*WHAT IS REQUIRED*: Only the lines from the line holding "For every instance of the forest" through the final line of the entries below are to be returned, exactly as they stand.

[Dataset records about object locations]

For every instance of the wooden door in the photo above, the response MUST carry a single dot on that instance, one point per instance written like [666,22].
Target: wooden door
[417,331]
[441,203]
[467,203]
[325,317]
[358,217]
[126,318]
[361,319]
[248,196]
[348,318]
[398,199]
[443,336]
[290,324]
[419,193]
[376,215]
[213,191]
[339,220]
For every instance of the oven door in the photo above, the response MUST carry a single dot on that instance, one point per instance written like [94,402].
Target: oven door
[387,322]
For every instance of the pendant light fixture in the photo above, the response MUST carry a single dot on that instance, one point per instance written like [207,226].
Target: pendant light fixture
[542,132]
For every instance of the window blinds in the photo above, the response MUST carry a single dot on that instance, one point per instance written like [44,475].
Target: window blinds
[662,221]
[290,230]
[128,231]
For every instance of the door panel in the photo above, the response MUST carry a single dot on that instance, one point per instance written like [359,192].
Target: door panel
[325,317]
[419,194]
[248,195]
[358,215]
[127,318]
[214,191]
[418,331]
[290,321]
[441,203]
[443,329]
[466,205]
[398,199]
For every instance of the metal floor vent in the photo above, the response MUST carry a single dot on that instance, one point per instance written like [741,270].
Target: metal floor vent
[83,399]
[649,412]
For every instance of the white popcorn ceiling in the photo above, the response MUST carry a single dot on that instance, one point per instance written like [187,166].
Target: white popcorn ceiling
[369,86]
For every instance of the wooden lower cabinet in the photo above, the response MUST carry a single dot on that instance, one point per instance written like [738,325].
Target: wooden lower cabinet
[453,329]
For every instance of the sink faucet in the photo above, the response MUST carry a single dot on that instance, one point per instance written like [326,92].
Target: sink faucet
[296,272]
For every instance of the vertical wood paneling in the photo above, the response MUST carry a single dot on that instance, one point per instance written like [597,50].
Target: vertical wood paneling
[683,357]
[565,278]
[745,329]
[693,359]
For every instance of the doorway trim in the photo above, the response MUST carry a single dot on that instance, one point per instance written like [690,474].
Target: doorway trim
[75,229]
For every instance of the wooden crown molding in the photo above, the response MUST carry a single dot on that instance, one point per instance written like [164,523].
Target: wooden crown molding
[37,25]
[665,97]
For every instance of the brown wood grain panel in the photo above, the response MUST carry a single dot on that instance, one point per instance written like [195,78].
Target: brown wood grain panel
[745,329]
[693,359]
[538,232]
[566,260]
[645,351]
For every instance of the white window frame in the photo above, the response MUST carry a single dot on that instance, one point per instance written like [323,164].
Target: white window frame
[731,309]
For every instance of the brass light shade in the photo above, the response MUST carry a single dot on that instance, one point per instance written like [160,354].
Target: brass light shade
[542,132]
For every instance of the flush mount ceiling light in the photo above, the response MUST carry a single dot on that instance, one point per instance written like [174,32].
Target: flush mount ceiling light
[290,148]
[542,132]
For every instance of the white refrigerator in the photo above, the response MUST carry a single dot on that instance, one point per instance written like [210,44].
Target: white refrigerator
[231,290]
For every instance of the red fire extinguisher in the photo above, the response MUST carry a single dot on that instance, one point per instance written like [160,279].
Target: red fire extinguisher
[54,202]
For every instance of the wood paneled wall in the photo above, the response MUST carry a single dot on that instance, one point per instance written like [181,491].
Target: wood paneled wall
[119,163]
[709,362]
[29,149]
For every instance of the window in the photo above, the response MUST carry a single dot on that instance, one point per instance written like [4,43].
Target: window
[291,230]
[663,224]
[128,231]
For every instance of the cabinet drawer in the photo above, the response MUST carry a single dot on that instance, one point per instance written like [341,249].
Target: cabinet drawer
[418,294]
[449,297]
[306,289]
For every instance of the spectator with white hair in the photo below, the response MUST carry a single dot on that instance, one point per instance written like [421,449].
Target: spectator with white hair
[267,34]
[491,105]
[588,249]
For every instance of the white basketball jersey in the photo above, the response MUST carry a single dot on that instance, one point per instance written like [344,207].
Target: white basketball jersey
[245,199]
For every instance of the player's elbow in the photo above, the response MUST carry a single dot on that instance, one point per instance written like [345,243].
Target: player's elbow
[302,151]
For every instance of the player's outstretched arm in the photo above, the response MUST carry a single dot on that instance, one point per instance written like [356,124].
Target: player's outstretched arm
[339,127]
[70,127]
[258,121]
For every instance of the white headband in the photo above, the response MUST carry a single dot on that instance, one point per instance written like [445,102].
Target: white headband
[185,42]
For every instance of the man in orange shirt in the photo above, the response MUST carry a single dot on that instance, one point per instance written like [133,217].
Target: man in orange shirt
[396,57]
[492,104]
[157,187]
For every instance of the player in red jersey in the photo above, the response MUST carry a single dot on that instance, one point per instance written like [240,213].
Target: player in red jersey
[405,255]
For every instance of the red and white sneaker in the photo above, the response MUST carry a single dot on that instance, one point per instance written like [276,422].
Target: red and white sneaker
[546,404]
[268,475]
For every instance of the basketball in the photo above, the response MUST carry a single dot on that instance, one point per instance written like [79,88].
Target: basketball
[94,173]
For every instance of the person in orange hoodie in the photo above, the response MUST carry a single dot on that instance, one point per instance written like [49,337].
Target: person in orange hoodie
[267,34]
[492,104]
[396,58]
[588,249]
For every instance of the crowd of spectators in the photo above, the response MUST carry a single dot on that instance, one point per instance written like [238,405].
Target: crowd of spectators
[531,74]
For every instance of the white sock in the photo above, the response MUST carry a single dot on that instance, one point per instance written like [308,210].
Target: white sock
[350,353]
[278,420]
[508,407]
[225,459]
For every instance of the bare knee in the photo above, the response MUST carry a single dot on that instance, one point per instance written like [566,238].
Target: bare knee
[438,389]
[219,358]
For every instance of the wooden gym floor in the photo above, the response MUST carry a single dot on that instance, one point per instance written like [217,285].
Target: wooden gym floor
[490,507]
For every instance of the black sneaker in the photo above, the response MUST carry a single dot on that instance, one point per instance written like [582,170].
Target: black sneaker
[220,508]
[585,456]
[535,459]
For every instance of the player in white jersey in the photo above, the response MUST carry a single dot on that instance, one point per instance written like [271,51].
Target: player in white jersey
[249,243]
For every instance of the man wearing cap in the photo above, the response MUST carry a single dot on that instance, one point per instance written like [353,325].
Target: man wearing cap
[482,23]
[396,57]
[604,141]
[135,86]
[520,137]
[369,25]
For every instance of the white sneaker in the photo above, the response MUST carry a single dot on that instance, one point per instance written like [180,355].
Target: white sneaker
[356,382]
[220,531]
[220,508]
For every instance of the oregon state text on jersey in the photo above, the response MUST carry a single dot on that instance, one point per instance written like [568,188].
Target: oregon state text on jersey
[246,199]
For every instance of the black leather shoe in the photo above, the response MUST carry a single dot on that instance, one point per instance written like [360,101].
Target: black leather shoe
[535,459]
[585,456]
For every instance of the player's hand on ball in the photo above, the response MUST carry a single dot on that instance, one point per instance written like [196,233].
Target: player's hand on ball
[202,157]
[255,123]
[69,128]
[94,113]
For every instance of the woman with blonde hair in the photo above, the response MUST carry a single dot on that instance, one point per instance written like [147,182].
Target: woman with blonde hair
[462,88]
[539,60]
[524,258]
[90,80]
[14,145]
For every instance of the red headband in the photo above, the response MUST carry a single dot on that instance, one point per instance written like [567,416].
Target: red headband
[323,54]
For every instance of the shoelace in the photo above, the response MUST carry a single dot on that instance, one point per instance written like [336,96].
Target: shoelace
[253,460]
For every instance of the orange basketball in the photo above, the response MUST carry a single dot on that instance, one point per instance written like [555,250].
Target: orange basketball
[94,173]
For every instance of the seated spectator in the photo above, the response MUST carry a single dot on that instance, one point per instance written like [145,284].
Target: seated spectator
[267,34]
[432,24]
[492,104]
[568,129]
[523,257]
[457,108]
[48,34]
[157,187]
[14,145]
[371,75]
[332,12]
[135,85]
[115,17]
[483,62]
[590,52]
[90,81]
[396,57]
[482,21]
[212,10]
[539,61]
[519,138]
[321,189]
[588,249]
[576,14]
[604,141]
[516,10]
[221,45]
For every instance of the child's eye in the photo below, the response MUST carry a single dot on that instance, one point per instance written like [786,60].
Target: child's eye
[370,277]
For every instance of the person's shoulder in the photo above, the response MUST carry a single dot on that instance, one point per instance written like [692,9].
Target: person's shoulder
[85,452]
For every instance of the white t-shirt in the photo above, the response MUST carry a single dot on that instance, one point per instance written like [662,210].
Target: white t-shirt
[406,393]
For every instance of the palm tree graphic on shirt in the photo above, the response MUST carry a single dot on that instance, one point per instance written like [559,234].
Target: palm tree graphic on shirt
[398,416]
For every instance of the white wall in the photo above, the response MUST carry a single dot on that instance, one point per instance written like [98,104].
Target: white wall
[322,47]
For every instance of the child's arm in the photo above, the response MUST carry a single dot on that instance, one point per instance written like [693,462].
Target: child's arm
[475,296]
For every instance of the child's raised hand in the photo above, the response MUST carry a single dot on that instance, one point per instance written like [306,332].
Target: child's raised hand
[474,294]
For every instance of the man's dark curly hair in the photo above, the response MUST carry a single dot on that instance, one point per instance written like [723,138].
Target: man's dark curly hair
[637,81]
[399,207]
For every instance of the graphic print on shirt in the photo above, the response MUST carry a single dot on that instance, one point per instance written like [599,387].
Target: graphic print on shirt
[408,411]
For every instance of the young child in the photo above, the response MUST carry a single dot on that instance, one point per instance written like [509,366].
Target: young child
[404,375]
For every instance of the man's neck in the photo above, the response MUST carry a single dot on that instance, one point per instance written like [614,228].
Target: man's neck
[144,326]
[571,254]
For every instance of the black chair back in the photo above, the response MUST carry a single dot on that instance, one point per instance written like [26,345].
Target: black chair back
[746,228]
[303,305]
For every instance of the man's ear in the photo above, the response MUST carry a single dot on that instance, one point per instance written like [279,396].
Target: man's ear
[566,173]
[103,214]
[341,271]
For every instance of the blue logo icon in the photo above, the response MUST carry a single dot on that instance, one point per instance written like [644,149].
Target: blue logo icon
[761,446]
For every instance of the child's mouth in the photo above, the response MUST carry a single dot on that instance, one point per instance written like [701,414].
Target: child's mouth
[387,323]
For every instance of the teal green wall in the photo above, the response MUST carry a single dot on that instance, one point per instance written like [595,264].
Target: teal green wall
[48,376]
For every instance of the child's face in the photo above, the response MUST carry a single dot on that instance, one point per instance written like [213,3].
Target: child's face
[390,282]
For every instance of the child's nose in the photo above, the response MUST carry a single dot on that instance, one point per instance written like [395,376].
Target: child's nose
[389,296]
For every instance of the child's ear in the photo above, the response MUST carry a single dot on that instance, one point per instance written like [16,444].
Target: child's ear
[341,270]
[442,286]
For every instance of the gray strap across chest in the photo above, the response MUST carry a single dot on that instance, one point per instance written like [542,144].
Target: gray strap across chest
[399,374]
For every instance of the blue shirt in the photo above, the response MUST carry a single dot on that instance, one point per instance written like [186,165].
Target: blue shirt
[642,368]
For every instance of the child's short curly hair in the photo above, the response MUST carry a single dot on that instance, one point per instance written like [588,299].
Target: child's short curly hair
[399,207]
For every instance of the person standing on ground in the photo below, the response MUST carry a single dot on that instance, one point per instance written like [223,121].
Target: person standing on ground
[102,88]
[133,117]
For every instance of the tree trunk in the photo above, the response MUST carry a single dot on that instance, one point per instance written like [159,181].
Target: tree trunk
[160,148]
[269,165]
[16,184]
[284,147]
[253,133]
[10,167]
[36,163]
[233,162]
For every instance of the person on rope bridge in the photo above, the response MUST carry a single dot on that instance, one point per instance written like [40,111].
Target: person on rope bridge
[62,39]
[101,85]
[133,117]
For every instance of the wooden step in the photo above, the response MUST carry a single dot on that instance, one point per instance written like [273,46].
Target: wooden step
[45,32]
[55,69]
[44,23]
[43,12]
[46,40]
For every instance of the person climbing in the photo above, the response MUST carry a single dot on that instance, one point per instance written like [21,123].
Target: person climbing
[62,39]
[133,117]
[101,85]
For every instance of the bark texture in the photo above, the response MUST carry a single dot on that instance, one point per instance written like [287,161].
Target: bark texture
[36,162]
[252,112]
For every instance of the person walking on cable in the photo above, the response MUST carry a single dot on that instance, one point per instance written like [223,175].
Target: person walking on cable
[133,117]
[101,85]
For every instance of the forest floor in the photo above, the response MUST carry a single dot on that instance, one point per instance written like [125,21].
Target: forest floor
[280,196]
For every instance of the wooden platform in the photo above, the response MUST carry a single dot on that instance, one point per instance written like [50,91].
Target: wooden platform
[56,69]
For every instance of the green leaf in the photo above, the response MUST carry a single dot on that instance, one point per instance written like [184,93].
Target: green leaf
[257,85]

*CORRECT RESPONSE*:
For every instance of the forest floor in the photo above, the response MUST carry a single dot on that instance, one point per instance written like [125,21].
Target: forest floor
[280,196]
For every instance of the wooden platform in the photo above, the response MUST carry a single dot on that instance, one point per instance written like [50,91].
Target: wooden platform
[56,69]
For every instance of the green leaf in the photo above, the response MUST carry a single dot on that instance, one point per instance written like [184,93].
Target: green leaf
[257,85]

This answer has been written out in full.